» **Source extract**
***

Under the U.S. Constitution, the federal government is prohibited from censoring speech.
It often tries anyway.
One of the ways, as we’ve learned, is by pressuring social media and other companies to suppress speech. Since the federal government can make life very difficult for any company, some companies are understandably reluctant to ignore such pressure.
Amazon did not. When asked by the Biden administration in the person of one Andrew Slavitt, an advisor for the White House’s COVID-19 “response team,” the company agreed to hide books critical of the COVID-19 vaccines
Among the emails obtained by the House Judiciary Committee is Slavitt’s March 2, 2021, communication with Amazon complaining that “if you search for ‘vaccines’ under books, I see what comes up [books criticizing the vaccine].… [I]f that’s what’s on the surface, it’s concerning.”

***

» **Exercise objective**
In the passage above about Amazon and books critical of the COVID-19 vaccines, which words or passages appear inside quotation marks, whether double or single?

» **Supplied information**
***

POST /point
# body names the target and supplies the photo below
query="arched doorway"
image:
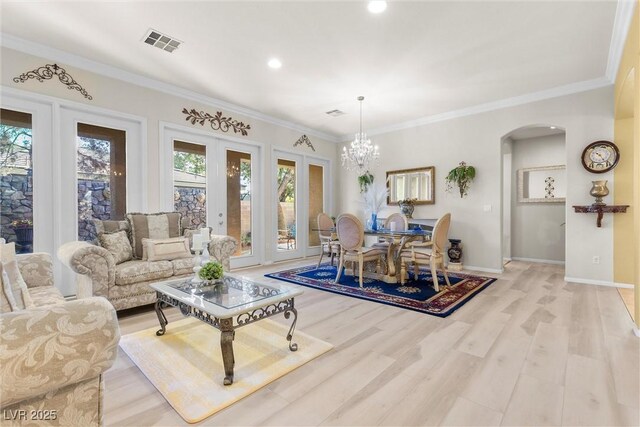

***

» **Answer for this exercise**
- “response team”
- ‘vaccines’
- “if you search for ‘vaccines’ under books, I see what comes up [books criticizing the vaccine].… [I]f that’s what’s on the surface, it’s concerning.”